→ Required action 1:
According to the Ex-Im Bank article, what is the capacity of the Thai Binh Two power plant?
→ Required action 2:
Update the part of the Ex-Im Bank article that opens with the words "The bank was" and closes with "keeping its promise.", putting "Sierra Club" in place of "Greenpeace USA".
--- Passage for review Enclosed Below ---
The Ex-Im Bank board decision was made after a "careful environmental review" of the 1200MW Thai Binh Two power plant, according to a statement from the Ex-Im Bank sent to Reuters.
The bank was under significant pressure from environmental groups to reject the funding, with a letter from fiver group to the president last week calling the funding “a violation of your Climate Action Plan and the Export Import Bank’s environment policy.”
The groups included Friends of the Earth, Greenpeace USA, Pacific Environment, Center for International Environmental Law, and Center for Biological Diversity.
Friends of the Earth senior strategic adviser Damon Moglen thanked the Obama administration for keeping its promise.
“Friends of the Earth commends the Obama Administration for rejecting financing for this dirty power plant, and believe it bodes well for the implementation of the President’s ban on public financing for overseas coal deals,” Moglen said.
“We urge Ex-Im and other government agencies to ensure that the spirit and intent of this commitment is upheld, and not weakened by fine print and loopholes.
“With this momentum, the president should now encourage these institutions to support investment in renewable energy, efficiency technologies and energy storage so as to assure that we have a real, clean 21st century energy future.”
Ex-Im financing for fossil-fuel projects in countries such as India and South Africa reached a record $9.6 billion in 2012, almost double the 2011 total, according to data compiled by Pacific Environment.
--- End of Enclosed Passage for review ---
--- Dataset excerpts Enclosed Below ---
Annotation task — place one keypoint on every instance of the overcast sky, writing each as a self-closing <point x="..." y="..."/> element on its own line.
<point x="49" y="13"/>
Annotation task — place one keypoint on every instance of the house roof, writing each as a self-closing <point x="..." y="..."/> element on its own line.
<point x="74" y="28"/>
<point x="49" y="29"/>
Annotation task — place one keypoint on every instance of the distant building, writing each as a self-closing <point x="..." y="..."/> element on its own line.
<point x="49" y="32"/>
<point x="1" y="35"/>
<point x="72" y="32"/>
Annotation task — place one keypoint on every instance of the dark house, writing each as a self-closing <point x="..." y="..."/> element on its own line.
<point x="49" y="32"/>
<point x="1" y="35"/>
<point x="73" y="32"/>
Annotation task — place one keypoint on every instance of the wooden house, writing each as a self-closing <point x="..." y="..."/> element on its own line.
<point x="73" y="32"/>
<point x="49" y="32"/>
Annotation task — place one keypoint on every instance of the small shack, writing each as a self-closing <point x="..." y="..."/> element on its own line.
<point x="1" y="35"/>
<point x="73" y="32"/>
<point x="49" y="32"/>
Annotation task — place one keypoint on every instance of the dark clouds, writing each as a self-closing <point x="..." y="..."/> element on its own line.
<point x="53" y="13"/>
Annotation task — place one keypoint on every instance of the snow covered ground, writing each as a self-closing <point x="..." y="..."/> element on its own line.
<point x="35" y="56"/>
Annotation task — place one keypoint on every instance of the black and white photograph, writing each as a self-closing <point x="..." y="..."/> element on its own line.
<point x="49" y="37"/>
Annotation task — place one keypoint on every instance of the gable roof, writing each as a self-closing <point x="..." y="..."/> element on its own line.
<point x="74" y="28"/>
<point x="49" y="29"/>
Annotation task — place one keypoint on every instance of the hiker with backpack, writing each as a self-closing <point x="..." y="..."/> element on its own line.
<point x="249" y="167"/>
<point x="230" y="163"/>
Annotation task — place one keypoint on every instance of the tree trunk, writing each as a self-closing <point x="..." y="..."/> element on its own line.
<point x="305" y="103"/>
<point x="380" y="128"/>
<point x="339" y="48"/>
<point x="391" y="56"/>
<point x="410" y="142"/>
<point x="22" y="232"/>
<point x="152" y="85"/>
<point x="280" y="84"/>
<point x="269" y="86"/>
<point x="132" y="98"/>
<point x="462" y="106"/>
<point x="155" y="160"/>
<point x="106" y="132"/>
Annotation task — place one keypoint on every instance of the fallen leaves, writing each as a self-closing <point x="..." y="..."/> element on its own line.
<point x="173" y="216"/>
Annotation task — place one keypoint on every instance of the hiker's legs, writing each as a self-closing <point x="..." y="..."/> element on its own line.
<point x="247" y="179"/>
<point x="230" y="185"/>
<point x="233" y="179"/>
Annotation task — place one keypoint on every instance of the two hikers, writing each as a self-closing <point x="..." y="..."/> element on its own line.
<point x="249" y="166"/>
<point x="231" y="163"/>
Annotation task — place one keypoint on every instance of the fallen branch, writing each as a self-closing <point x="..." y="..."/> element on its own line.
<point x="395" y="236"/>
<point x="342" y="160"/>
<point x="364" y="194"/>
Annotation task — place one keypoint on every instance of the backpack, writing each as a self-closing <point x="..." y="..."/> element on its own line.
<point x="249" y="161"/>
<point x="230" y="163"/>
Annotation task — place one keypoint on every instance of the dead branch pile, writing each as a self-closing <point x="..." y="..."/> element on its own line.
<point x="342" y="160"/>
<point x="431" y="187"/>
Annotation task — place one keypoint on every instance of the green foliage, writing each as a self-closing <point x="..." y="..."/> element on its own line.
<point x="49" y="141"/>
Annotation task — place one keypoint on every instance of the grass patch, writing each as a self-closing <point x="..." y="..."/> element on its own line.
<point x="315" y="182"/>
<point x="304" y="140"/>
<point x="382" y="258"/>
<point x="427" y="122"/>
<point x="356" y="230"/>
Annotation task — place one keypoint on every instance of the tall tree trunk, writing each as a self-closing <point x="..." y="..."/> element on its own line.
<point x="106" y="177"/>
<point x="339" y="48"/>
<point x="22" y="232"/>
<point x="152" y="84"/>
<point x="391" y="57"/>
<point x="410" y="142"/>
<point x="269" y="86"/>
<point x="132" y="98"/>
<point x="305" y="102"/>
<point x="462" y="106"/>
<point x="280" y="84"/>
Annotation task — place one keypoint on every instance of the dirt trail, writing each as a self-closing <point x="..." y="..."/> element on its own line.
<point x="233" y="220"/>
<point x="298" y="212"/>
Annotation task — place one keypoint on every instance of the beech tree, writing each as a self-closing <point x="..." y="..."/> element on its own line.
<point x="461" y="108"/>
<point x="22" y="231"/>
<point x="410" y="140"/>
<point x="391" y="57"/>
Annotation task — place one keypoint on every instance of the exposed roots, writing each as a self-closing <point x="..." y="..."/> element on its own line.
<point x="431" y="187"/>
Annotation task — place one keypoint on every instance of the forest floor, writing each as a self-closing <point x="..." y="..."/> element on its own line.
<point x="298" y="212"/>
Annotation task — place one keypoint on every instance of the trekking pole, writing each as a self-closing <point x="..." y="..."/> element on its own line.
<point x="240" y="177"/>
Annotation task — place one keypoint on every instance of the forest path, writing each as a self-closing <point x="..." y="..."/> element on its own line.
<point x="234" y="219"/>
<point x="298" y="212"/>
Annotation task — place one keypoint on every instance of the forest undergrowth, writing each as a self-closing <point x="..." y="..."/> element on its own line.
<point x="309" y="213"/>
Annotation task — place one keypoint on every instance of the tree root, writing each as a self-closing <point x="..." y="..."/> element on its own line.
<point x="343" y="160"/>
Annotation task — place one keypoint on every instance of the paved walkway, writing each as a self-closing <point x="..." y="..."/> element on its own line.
--- End of Enclosed Dataset excerpts ---
→ Exercise output 1:
1200MW

→ Exercise output 2:
The bank was under significant pressure from environmental groups to reject the funding, with a letter from fiver group to the president last week calling the funding “a violation of your Climate Action Plan and the Export Import Bank’s environment policy.”
The groups included Friends of the Earth, Sierra Club, Pacific Environment, Center for International Environmental Law, and Center for Biological Diversity.
Friends of the Earth senior strategic adviser Damon Moglen thanked the Obama administration for keeping its promise.